L’Appel de la Forêt / Entre Los Angeles et Paris, Omar Sy mène une prolifique carrière transatlantique. Avant d'attaquer le tournage de la série Arsène Lupin, il est à l'affiche de trois films en ce début 2020 : après Le Prince oublié et avant Police, on peut le voir dans L'Appel de la forêt...
Tout le monde a envie d'avoir un “Buck“ dans sa vie. C'est votre cas ?
Omar Sy : J'en ai deux : un Cane Corso et un American Staff ! Mais j'espère que tout le monde a un “Buck“, que ce soit un frère, un pote, une copine, une chérie ou même ce qu'a Buck : un loup qui symbolise son instinct et qui le guide. J'espère qu'on est tous connectés à cette petite voix dans notre tête et qu'on l'écoute un petit peu plus. C'est ce que dit le film, et le livre aussi, je crois.
Après, je ne connais pas Jack London, c'est pas mon pote ! (sourire). Ce que je comprends de ce qu'il nous raconte, Buck, c'est nous. On peut le voir comme un enfant qui devient un homme. Un enfant à qui on a appris des choses qui ne marchent pas toujours dans la vie. Alors, il s'adapte. Il s'adapte sans cesse et finalement, son vrai guide, c'est son instinct. Les réponses sont en lui. J'ai l'impression que pour nous aussi, c'est pareil. Malgré son imaginaire, malgré la communication, même s'il met des habits, l'Homme reste un animal.
Vous-même, êtes-vous instinctif ?

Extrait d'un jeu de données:
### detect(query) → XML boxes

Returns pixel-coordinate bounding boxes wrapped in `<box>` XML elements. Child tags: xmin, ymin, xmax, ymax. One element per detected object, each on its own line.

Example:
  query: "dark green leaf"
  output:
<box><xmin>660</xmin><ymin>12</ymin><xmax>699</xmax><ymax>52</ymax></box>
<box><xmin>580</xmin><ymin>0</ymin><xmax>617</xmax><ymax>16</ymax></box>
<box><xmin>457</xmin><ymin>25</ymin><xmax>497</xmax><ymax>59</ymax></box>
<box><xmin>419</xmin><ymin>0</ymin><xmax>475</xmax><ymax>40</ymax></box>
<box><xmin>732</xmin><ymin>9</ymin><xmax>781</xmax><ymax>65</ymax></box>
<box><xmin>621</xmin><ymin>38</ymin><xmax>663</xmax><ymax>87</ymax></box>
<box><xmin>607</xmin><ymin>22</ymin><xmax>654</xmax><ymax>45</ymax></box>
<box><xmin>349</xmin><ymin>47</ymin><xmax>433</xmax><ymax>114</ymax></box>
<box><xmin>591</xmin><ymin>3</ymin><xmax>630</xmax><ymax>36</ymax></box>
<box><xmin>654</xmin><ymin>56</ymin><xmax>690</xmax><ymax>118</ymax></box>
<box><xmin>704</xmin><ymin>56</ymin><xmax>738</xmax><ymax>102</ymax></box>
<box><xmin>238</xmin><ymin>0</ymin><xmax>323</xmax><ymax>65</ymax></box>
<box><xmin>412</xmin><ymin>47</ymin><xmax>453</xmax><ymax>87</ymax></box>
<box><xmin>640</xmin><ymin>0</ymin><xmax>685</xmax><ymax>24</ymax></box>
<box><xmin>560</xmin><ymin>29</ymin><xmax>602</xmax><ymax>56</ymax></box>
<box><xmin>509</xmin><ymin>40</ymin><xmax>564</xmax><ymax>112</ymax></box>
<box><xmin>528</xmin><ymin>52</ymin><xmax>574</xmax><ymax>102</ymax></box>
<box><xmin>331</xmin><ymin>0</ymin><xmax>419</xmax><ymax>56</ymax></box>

> [Consigne 1]:
Modifiez l'entretien avec Omar Sy entre « L’Appel de la » et « votre cas ? » inclus, en substituant « saga » à « série ».
> [Consigne 2]:
Prolongez l'entretien avec Omar Sy à partir de l'endroit où il s'interrompt.
Les lignes de données constituent un matériau distinct de l'entretien avec Omar Sy.

> [Réponse rédigée 1]:
L’Appel de la Forêt / Entre Los Angeles et Paris, Omar Sy mène une prolifique carrière transatlantique. Avant d'attaquer le tournage de la saga Arsène Lupin, il est à l'affiche de trois films en ce début 2020 : après Le Prince oublié et avant Police, on peut le voir dans L'Appel de la forêt...
Tout le monde a envie d'avoir un “Buck“ dans sa vie. C'est votre cas ?

> [Réponse rédigée 2]:
Je ne suis que ça ! Tout ce qui m'arrive par... chance ou par hasard ; tout ce que j'ai fait, je l'ai fait par instinct. Je n'ai pas les codes pour être là où je suis aujourd'hui, je n'ai pas pris de cours, je suis arrivé là par des rencontres, grâce à des gens qui m'ont montré des choses. Ensuite, j'ai écouté ma voix intérieure. Et ma façon d'appréhender le jeu s'est faite un peu comme ça. Il y a aussi un peu de technique que j'ai réussi à apprendre en autodidacte. Mais au-delà, c'est à mon instinct que je me connecte le plus.
À quoi ressemble le plateau de cinéma d'une grosse production où le chien n'existe pas forcément et la montagne enneigée est peut-être numérisée ?
Nous étions dans les canyons aux alentours de Los Angeles, en février, la montagne était plutôt une colline pas blanche mais marron et il faisait sec. Le matin, des camions envoyaient de la neige — on avait quand même une sensation de frais — à d'autres moments, c'était de la fausse neige — un truc synthétique pas très agréable qui fait tousser. Nous tournions sur un décor hollywoodien : une ruelle, avec des saloons devant un fond bleu géant.
Quant à Buck, il faut rendre hommage à celui qui le jouait, Terry Notary — une référence qui a travaillé notamment sur La Planète des Singes. Dans la scène où je dois dire au revoir à Buck, c'était lui mon partenaire, comme pour toutes les scènes d'action ou organiques. Le reste du temps, c'étaient des balles de tennis. Sur ce genre de film, il y a une chose essentielle sans laquelle il est impossible de tourner : l'enthousiasme enfantin. Quand un adulte de 50 balais sur des échasses en ferraille fait le chien et que je le caresse en lui parlant, il en faut pour qu'on y croit tous et surtout le cadreur. Si on sort de ce délire, il sera mort de rire et sa caméra va trembler. Sans cela, le film ne marche pas. Pour ça, j'adore faire des films là-bas.
Vous avez eu la chance de travailler avec deux légendes : Harrison Ford mais surtout Janusz Kaminski. Comment s'est déroulée votre collaboration avec le second, l'historique chef-opérateur de Spielberg ?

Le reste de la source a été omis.